> **REQUIRED ACTIONS**
**a.** In the journal entries, what landed back on earth on Sunday, August 2, 2020?
**b.** Say whether each statement agrees with the journal entries, answering yes or no and quoting the words that decide it: (i) The entry headed "why I'm crying today" is dated Monday, August 10, 2020. (ii) In the August 2 entry, he laughs when told about the depression bump. (iii) The October 29 entry says the arms feel empty.
**c.** Reproduce the passage of the journal entries from "Even in the" to "or simply exist." word for word.

Thursday, October 29, 2020

no ache no nothing

My god

How do any of us, actually?

There isn't time enough to 

Exist

Or to consider any of it adequately. 


Here we are.  Trudging forward


It flares up like a hemorrhoid now and then for years 

until finally, it's gone entirely.  

It is unfathomable. 

The need to have -

Gone


And arms feel light like wings,

Not empty.

Monday, August 10, 2020

why I'm crying today

Today I'm crying because I've never written a novel

and I likely won't start today.

What exactly am I grieving?

The loss of a potential that is still very much alive?

maybe the years have made me fearful

maybe the risk to try feels more intimidating somehow

maybe there is so much to grieve in the world

that this is just a very literal way to process

not knowing where to begin


Sunday, August 2, 2020

endeavour

The Endeavour space capsule landed back on earth today
and I couldn't bring myself to care
and I couldn't stop crying.

I think I must have hit a depression bump, I tell him
and he looks at me sideways
and keeps chewing his food.

So here I am at the start of a new month
in a year that seems to be starting
to swallow me whole.

Wednesday, July 22, 2020

x

It seemed much easier,
then,
to spell out a thought and place it in the world.
Even in the midst of anguish or confusion, the visceral and new sense of disillusionment made expression all the more urgent and worthy and deserving of a space to spin or echo or simply exist.

Maybe that's the difference.

> **SUPPLIED INFORMATION**
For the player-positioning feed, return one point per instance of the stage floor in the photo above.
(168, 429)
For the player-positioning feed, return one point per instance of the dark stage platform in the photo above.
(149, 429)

> **THE ANSWERS**
**a.** The Endeavour space capsule.

**b.**
(i) Yes: "Monday, August 10, 2020" stands directly above "why I'm crying today."
(ii) No: "he looks at me sideways" "and keeps chewing his food."
(iii) No: "And arms feel light like wings," "Not empty."

**c.**
Even in the midst of anguish or confusion, the visceral and new sense of disillusionment made expression all the more urgent and worthy and deserving of a space to spin or echo or simply exist.